### PROMPT:
The full listing should be set down exactly as it reads.
*** ENTRIES SHOWN ***
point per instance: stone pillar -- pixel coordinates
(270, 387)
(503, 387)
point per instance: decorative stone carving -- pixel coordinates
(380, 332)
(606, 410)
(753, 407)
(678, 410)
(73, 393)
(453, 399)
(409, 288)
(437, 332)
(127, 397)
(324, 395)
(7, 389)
*** End of ENTRIES SHOWN ***
### PROBLEM SOLUTION:
point per instance: stone pillar -- pixel coordinates
(270, 387)
(503, 387)
point per instance: decorative stone carving -- pixel coordinates
(380, 332)
(606, 410)
(753, 407)
(678, 410)
(73, 393)
(453, 399)
(409, 288)
(437, 332)
(127, 397)
(324, 395)
(7, 389)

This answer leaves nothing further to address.